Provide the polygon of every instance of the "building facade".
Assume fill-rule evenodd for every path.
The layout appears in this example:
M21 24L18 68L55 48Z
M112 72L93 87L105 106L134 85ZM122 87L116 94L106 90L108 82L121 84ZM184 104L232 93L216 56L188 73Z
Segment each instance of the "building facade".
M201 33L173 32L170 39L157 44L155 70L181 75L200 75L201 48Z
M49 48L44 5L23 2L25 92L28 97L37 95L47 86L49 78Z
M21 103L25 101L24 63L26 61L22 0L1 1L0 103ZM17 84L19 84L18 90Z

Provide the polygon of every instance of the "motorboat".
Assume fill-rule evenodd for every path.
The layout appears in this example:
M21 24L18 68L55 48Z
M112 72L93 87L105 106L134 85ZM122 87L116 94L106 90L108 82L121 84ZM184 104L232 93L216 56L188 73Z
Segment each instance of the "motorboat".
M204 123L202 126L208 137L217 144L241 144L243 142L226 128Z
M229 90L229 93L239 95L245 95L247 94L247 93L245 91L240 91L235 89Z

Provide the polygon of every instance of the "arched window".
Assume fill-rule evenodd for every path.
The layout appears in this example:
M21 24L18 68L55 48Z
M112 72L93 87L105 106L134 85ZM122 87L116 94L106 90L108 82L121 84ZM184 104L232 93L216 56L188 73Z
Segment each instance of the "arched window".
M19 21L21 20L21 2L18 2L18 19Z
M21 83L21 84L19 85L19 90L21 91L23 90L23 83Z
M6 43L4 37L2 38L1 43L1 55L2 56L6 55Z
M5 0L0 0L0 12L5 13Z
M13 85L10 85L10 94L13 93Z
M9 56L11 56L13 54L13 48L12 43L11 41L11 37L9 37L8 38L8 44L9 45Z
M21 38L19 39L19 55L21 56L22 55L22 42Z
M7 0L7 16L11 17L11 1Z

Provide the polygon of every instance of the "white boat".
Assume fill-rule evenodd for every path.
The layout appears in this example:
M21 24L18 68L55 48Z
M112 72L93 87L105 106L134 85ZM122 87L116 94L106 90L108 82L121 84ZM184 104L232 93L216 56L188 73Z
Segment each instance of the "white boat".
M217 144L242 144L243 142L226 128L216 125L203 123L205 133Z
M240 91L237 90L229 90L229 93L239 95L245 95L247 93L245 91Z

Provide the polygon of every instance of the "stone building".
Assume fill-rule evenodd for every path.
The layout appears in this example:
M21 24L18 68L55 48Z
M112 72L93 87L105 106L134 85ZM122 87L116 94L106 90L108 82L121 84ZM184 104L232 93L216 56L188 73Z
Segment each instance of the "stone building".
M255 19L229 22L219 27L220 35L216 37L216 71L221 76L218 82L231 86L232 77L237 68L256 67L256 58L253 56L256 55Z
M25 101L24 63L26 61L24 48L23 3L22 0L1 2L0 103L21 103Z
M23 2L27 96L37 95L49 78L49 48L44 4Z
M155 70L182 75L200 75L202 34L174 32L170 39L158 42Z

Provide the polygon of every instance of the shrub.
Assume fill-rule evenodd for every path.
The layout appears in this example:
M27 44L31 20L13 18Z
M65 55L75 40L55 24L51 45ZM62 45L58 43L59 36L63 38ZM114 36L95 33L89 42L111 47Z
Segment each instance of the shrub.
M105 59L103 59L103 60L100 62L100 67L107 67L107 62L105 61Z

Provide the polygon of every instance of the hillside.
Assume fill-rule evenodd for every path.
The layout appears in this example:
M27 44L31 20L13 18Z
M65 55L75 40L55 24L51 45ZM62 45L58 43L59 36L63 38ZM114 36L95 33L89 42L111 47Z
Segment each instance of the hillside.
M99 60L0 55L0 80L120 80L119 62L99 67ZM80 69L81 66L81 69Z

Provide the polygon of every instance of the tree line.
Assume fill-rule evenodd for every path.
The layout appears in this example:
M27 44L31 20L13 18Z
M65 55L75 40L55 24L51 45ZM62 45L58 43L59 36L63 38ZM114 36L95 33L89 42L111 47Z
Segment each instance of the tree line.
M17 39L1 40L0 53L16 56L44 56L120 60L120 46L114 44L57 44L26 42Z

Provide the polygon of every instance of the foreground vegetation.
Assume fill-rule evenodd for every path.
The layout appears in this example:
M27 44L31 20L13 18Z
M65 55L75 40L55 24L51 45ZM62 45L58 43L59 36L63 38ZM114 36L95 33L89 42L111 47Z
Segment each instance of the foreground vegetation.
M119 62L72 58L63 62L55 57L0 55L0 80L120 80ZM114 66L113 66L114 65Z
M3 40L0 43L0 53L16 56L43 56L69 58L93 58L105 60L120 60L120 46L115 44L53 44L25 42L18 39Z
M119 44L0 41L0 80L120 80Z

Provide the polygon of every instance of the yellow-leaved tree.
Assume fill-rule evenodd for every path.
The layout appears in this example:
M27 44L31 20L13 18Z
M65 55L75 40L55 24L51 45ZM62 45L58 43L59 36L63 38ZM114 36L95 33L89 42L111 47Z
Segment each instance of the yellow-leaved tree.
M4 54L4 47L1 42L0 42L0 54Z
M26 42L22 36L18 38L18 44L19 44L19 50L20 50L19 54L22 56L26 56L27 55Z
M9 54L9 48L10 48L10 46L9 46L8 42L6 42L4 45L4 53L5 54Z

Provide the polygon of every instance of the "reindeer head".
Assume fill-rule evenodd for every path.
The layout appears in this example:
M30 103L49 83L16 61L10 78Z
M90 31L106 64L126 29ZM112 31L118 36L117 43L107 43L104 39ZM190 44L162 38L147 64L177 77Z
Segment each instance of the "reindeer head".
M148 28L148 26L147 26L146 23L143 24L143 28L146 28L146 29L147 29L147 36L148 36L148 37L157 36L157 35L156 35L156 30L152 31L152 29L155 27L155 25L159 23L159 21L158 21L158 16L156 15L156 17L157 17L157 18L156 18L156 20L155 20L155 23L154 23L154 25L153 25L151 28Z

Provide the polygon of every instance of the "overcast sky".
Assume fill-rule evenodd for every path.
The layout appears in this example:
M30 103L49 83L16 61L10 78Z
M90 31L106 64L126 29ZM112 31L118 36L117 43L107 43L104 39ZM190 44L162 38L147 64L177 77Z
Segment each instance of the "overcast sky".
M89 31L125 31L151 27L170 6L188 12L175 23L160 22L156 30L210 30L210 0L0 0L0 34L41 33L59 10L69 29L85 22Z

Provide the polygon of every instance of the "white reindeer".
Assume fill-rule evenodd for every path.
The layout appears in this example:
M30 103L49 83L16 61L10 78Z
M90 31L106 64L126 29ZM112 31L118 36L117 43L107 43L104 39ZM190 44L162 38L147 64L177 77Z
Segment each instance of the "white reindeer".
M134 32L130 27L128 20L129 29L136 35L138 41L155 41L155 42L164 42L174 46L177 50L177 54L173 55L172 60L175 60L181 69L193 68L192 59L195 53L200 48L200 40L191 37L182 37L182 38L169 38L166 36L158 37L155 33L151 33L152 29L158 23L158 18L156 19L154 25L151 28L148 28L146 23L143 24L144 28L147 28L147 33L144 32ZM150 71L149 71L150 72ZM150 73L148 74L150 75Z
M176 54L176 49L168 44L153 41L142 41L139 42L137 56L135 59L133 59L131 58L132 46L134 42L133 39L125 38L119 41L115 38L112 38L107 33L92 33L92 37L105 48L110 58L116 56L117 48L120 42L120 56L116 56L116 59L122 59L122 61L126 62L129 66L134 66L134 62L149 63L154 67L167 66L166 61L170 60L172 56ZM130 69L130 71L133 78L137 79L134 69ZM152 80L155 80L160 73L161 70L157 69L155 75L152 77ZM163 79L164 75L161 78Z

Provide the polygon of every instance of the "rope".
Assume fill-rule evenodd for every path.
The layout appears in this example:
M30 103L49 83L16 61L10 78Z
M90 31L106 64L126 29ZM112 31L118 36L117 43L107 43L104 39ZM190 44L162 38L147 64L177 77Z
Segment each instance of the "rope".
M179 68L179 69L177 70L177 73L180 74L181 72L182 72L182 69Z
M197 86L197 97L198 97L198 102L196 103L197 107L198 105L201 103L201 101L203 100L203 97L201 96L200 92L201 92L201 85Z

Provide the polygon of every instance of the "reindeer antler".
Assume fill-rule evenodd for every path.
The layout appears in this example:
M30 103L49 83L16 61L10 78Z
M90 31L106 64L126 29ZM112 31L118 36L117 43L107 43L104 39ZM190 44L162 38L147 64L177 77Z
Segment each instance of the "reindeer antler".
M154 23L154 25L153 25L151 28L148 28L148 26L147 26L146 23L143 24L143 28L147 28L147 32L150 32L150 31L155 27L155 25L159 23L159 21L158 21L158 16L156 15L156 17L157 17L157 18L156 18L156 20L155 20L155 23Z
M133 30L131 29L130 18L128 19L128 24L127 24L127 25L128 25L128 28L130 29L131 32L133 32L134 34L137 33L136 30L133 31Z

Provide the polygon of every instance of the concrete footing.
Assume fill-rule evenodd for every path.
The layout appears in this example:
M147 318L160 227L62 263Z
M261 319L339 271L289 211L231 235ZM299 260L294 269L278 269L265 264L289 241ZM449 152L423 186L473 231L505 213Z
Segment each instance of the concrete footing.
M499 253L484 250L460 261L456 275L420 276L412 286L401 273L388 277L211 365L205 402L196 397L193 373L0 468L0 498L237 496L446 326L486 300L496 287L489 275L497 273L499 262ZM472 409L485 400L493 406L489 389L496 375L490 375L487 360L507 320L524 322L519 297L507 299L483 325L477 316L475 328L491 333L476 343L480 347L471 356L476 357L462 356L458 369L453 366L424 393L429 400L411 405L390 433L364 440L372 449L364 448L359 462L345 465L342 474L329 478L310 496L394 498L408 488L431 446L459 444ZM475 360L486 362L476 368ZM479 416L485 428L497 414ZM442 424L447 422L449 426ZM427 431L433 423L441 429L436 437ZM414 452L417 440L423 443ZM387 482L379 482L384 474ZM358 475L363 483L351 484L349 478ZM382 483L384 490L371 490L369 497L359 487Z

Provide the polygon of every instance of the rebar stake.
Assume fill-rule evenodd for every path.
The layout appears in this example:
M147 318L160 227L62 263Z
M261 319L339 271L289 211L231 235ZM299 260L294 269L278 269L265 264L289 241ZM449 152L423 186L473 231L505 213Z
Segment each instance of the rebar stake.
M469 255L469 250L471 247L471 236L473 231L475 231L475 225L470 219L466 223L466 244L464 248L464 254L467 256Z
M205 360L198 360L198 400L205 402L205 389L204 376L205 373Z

+---+

Retype the entries starting at the line containing "Provide the polygon of every instance of the shrub." and ending at the line containing "Segment each instance of the shrub.", keeping every character identical.

Provide the polygon of every instance of the shrub.
Assume fill-rule evenodd for every path.
The layout appears in this example:
M27 44L31 20L13 18Z
M65 55L75 40L55 24L51 45ZM62 45L58 43L59 36L63 38ZM114 36L95 33L89 42L111 47Z
Segment each instance of the shrub.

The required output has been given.